-- START OF Excerpt provided --

First… Sell Yourself: How to Win Your Next Interview

By Jake Reni

You’d think sales professionals would shine in job interviews. After all, a job interview is the ultimate sales call – and nobody should know the product better than the seller.

After 15 years of interviewing salespeople, however, I can tell you that 95 percent of the candidates I talk to can’t sell themselves. Does that mean 95 percent of sales pros aren’t good at their jobs? I don’t believe that. So why am I wasting so much time on calls with candidates who have great resumes but can’t show me how they’re special when sitting on the other side of my desk?

I ask people what they do that’s different from their peers and they can’t tell me. I ask them why they think they outperform their peers and they can’t tell me. I ask them how they deal with failure and they can’t tell me. So, what can they tell me? They tell me they won, but not why. They tell me how many hours they put into a win, but not what they did during those hours. The interview ends and I have no idea who I was talking to. Resume, meet trash can.

-- END OF Excerpt provided --

→ **Your tasks**:
A: Please extract the passage of the interview article starting at "You’d think sales" and ending at "of my desk?".
B: Write a continuation of the article on salespeople selling themselves in job interviews, picking up after its last sentence.
The data that comes next is separate material, unrelated to the interview article.

-- START OF Dataset rows --

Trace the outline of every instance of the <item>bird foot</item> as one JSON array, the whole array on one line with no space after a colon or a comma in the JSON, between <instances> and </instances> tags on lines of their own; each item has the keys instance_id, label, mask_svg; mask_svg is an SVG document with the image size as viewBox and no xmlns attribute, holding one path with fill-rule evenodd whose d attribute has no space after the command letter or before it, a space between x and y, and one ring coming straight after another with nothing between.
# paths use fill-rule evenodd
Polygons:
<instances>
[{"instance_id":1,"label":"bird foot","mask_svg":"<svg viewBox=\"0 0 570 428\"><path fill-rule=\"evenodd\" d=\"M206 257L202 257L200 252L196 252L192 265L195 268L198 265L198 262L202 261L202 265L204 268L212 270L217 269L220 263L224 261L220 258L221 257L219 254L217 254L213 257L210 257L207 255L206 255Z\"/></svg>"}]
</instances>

-- END OF Dataset rows --

→ **Answers for the tasks**:
A:
You’d think sales professionals would shine in job interviews. After all, a job interview is the ultimate sales call – and nobody should know the product better than the seller.

After 15 years of interviewing salespeople, however, I can tell you that 95 percent of the candidates I talk to can’t sell themselves. Does that mean 95 percent of sales pros aren’t good at their jobs? I don’t believe that. So why am I wasting so much time on calls with candidates who have great resumes but can’t show me how they’re special when sitting on the other side of my desk?

B:
Your Numbers Aren’t Your Whole Story
I get that you ran the marathon. So did a lot of other people. I’m more interested in the how than the what – how you dealt with a challenge, how you demonstrated grit throughout, how you came up with your secret sauce. I need to know what you learned that you’re going to bring into my organization so you and I can run 10 marathons together.

If you can’t talk to me about your process, I can’t tell if you’re really a winner or if you just got lucky. Maybe that great success you had during the six months you spent at your last job wasn’t your success at all – maybe purchase orders jumped into your lap because the seller who had covered that territory before you did a fantastic job. So don’t expect a hiring manager to be impressed by your marathon unless you can describe every knee you skinned, how much it hurt, and what the bandage looked like.

Educate Yourself So You Can Educate Your Interviewer
If you’re serious about getting an offer letter, you have to prepare like you’re responding to an RFP. That means showing numbers, explaining processes, knowing the customer, and building confidence.

  1. Know your numbers. What are your monthly, quarterly, and annual attainments? If you can’t answer this question, you’re either hiding something or don’t care enough about your profession to know. Either way, I’m not interested.
  2. Know how to back into your quota. If you can’t tell me the specific activities and the volume required of each one to hit your quota, I’m not interested. I want to know how many discovery calls you make to get one approved opportunity, how many qualification calls you make to get one discovery call, and how many touches you make to get one qualification call. Don’t know these numbers? I’m not interested.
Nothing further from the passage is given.